WHAT TO PRODUCE » Extract every line of the data below that contains the word "green", and treat uppercase and lowercase letters as distinct.

* begin DATA FOR THIS EXERCISE *

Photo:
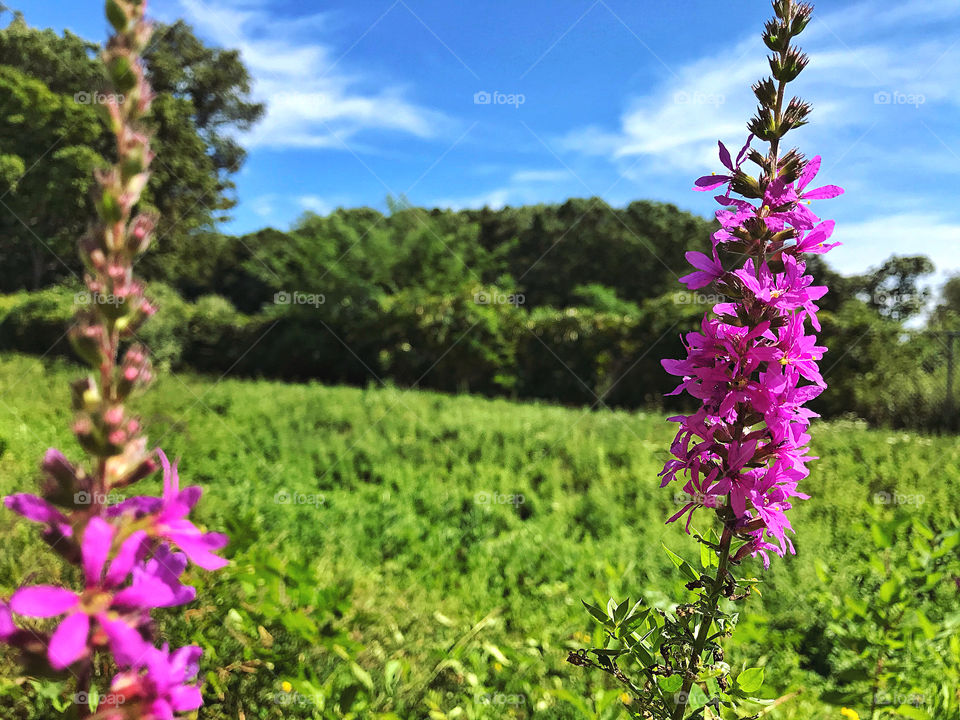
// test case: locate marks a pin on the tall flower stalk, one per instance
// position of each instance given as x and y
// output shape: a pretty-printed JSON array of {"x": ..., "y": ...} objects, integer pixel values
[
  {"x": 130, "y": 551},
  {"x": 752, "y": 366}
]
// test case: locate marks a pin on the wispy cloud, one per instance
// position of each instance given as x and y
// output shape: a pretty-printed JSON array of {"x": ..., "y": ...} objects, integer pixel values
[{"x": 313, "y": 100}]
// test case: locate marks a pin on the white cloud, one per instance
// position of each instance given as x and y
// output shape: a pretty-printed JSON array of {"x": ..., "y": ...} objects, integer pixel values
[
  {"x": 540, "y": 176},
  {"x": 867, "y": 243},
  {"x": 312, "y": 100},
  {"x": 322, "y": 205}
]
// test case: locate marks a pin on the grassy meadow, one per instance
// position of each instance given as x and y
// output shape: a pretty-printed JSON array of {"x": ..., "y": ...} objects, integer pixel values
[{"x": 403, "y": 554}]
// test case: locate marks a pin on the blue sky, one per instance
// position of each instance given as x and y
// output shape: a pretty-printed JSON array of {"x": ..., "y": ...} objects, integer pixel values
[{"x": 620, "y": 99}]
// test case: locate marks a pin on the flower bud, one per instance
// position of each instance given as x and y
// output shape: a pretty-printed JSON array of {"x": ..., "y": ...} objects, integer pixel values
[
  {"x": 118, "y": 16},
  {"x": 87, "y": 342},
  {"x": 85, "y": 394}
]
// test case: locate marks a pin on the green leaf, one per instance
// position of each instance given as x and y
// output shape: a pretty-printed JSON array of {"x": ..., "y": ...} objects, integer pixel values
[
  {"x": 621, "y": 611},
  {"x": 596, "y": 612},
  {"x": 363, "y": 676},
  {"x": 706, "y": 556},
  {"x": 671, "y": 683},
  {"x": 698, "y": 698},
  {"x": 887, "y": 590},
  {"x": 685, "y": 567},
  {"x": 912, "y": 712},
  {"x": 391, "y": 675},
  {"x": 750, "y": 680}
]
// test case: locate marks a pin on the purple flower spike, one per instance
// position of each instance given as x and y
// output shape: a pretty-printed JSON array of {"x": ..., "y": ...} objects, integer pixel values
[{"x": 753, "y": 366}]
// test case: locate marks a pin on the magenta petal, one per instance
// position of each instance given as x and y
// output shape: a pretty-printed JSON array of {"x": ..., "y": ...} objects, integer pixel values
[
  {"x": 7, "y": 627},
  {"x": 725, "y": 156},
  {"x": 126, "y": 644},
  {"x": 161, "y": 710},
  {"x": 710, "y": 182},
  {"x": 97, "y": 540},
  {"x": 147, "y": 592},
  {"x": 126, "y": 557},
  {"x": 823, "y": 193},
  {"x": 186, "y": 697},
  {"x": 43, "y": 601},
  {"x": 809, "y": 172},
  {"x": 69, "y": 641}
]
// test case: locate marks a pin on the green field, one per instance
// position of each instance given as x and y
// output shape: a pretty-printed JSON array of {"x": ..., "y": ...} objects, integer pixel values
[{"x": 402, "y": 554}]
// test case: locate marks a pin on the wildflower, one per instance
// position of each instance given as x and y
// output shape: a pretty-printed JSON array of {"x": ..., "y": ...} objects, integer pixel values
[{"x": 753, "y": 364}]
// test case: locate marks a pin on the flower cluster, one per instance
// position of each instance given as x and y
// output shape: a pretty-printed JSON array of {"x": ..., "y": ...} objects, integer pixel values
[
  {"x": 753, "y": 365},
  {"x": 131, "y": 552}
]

* end DATA FOR THIS EXERCISE *
* begin DATA FOR THIS EXERCISE *

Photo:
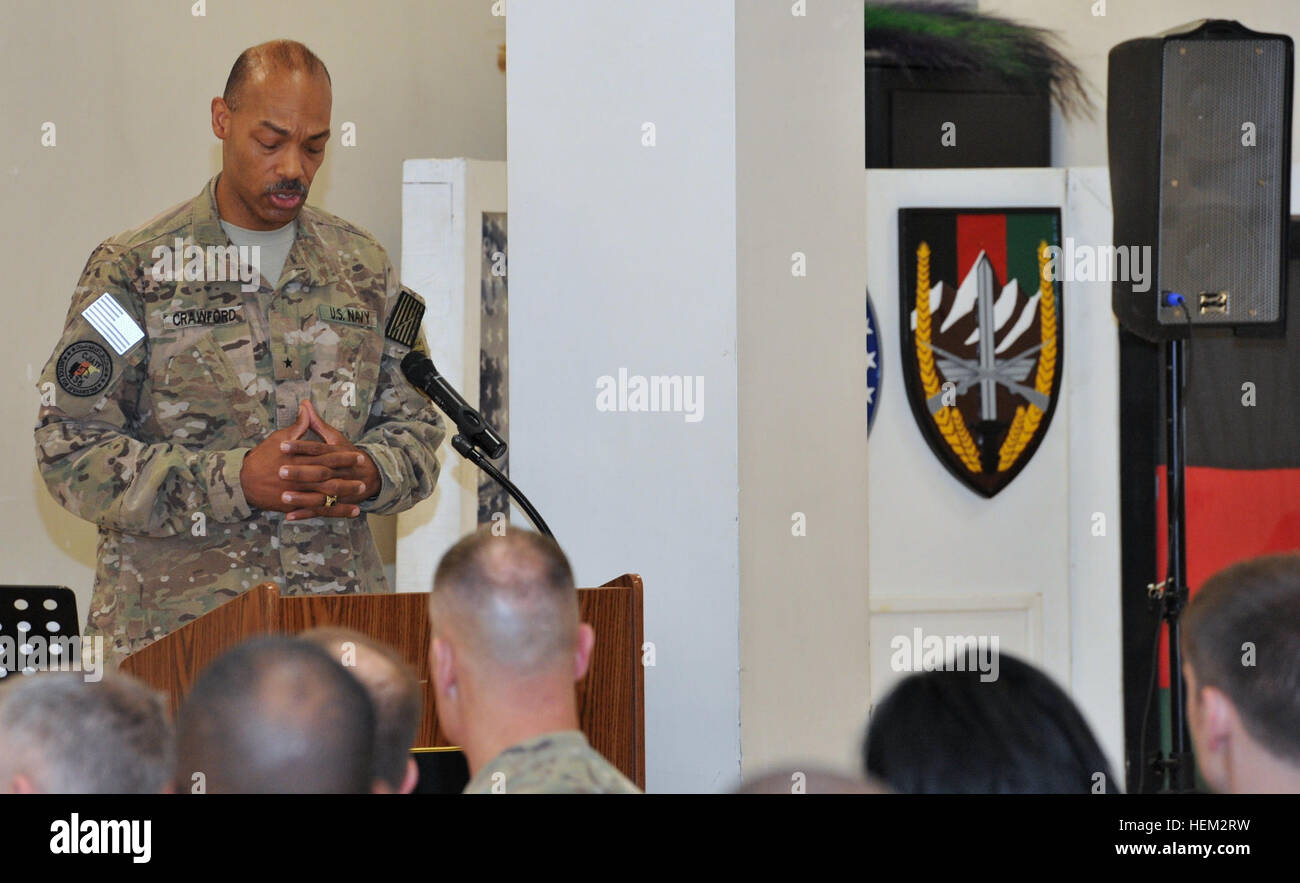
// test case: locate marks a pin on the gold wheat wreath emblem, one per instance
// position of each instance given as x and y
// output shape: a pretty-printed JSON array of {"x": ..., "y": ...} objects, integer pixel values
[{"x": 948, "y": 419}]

* end DATA FOR THIS EXERCISE *

EXERCISE RESULT »
// test case: locate marks a pin on the green leaf, one per instance
// test case: locate marks a pin on the green field, one per instance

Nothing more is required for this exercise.